** Directions **
1/ In the forum thread comparing Vanguard veterans with Blood Angel units, what reason is given for Blood Angel Veteran Assaulters and Honor Guards being better for their points than Vanguard?
2/ Carry on the forum thread comparing Vanguard veterans with Blood Angel units, starting after its last post.

Didn't know that actually.... I only did it with tac. squads....

Still any BA non troop assault unit will destroy them. DC, veteran assault squads, honour guards, they all are better and usually cheaper than vanguard....


----------



## Galahad (Dec 21, 2006)

And they allow greater tactical flexibility. With JP VVs, if you don't deep strike you're wasting a shit ton of points, so you always use them the same way, every game. At least with the VAS you;re not losing out if you use them differently


----------



## spike12225 (Aug 21, 2008)

not true jump packs shrike multible units to assualt against guard assualting three squads spread out first turn would suck for enemy and you can aslong as you are in coherency i love new rules


----------



## Katie Drake (Nov 28, 2007)

Blood Angel Veteran Assaulters and Honor Guards are better for their points than Vanguard for one reason: the entire Blood Angel army is pretty decent in close combat. Codex Marines however are a weaker close combat army so they need to pay through the nose for units with excellent assault ability.

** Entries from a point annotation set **
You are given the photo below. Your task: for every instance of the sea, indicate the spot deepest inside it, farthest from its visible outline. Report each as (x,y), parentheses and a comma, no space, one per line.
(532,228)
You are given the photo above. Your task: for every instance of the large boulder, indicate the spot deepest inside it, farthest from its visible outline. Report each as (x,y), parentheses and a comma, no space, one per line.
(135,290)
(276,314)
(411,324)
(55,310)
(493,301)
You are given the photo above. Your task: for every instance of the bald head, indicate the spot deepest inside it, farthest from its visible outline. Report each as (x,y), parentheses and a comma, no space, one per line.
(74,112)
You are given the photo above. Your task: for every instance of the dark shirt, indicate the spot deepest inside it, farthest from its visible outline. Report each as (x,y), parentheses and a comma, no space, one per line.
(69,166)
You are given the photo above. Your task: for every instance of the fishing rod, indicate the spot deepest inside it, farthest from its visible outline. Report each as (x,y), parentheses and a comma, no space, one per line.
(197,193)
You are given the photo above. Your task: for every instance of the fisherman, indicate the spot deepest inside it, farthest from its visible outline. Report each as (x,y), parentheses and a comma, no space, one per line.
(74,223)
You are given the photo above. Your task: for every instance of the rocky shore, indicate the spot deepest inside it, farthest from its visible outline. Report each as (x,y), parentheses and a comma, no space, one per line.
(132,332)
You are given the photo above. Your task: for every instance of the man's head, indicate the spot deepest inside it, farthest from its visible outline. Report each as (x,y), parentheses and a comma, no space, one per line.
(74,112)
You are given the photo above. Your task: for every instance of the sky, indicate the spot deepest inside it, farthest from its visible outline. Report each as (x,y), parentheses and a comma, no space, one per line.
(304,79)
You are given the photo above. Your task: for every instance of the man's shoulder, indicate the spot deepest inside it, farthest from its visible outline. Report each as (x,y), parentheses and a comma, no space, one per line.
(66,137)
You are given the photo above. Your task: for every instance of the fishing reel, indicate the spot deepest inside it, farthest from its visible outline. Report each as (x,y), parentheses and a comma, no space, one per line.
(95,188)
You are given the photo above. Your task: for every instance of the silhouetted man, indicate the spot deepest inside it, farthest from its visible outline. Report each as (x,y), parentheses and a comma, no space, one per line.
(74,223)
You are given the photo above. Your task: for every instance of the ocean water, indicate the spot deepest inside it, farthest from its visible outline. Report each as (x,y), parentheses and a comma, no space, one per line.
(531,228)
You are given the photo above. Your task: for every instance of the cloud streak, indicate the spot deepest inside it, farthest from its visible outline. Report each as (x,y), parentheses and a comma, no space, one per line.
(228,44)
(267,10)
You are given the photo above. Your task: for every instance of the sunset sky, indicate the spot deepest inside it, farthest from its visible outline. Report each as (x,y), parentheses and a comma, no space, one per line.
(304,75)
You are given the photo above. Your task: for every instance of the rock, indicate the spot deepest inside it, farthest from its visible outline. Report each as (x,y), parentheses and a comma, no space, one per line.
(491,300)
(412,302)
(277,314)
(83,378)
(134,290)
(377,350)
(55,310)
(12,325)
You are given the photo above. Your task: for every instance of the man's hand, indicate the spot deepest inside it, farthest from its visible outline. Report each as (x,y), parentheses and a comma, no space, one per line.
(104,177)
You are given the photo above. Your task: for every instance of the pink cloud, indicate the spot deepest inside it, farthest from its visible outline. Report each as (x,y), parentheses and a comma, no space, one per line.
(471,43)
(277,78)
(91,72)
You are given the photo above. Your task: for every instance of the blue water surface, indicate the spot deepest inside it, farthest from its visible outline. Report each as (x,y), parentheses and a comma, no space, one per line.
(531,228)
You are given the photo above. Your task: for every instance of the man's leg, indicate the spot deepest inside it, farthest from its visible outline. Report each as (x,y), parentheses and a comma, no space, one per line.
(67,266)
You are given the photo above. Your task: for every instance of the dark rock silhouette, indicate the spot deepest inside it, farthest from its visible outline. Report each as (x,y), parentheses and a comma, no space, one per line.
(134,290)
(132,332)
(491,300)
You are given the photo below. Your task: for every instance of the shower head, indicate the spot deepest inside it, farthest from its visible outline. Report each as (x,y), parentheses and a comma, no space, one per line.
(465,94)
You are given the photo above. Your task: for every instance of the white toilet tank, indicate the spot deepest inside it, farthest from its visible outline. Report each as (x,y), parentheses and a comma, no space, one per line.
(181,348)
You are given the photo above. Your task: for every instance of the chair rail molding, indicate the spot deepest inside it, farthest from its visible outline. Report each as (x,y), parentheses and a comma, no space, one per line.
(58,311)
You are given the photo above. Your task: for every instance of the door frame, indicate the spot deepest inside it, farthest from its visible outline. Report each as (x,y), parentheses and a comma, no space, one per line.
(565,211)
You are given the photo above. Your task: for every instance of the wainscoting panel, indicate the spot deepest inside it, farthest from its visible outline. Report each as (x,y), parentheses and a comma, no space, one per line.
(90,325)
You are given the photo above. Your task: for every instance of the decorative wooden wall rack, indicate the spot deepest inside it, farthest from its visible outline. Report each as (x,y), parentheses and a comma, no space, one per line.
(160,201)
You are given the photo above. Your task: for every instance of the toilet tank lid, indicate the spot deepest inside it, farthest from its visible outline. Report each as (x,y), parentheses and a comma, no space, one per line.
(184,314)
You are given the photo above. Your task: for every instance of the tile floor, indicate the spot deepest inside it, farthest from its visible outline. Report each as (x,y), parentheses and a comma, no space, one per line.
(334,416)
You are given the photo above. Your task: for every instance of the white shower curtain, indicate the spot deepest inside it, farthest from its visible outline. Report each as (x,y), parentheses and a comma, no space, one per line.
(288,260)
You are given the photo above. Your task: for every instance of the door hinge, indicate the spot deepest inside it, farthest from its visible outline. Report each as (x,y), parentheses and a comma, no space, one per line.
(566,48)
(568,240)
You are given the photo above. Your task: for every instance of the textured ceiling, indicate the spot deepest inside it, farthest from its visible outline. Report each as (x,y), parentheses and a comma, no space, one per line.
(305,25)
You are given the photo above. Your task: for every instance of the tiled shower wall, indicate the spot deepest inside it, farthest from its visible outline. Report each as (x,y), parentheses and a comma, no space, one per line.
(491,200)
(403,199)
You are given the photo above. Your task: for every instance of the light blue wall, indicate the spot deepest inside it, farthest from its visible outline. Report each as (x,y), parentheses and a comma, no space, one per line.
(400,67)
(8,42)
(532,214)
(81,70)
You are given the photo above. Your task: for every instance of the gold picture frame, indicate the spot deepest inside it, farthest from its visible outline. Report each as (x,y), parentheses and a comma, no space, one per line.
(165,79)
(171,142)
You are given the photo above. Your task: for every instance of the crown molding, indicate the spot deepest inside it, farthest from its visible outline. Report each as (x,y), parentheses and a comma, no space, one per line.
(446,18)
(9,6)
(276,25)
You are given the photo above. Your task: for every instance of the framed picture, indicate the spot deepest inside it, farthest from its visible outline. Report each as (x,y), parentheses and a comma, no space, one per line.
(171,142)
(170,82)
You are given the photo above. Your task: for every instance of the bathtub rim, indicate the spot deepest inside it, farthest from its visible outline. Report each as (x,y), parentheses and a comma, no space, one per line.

** Task-by-task answers **
1/ The entire Blood Angel army is pretty decent in close combat.

2/
Personally, I like Vanguard. I submit that they're not the best choice, but they are one of the few units that can go toe-to-toe with some of the more powerful units in other armies. Besides, I don't really like Terminators. Jump packers ftw!


----------



## D3mon (Jul 31, 2008)

i played with them the other day for the first time and i was hopeing for something amazing to happen but the scatter went in the totally wrong direction whitch left me satnding practically in the middle of the feild which also meant i got cained for being stupid whitch also lost me soooo many points whitch could have been a ton more usefull!! Im not giving up on them just yet but i robaly will soon!! Just plain and simply too expensive!!


----------



## gblai6 (Feb 20, 2008)

To add to Galahad's "add Shrike" theory. Instead of adding him to Vanguard, wack him in with a normal squad of assault marines. The way line of sight is these days I think it's usually very difficult to get closer than 18" with the infiltrate. This way you've got the squad going 12", fleet a minimum of 1" and assault 6". Unless terrain gets in the way of any of that you're assaulting in turn one (if you're going first).


----------



## Cole Deschain (Jun 14, 2008)

LeeHarvey said:


> I can't belive how expensive Vanguard Vets are. With Jump Packs, 30 points per model is fucking sickeningly overpriced.


And the wargear to make them appreciably better than assault marines hikes it even further. :biggrin:

Sternguard for me, thankee kindly.


----------



## mrrshann618 (Jun 6, 2008)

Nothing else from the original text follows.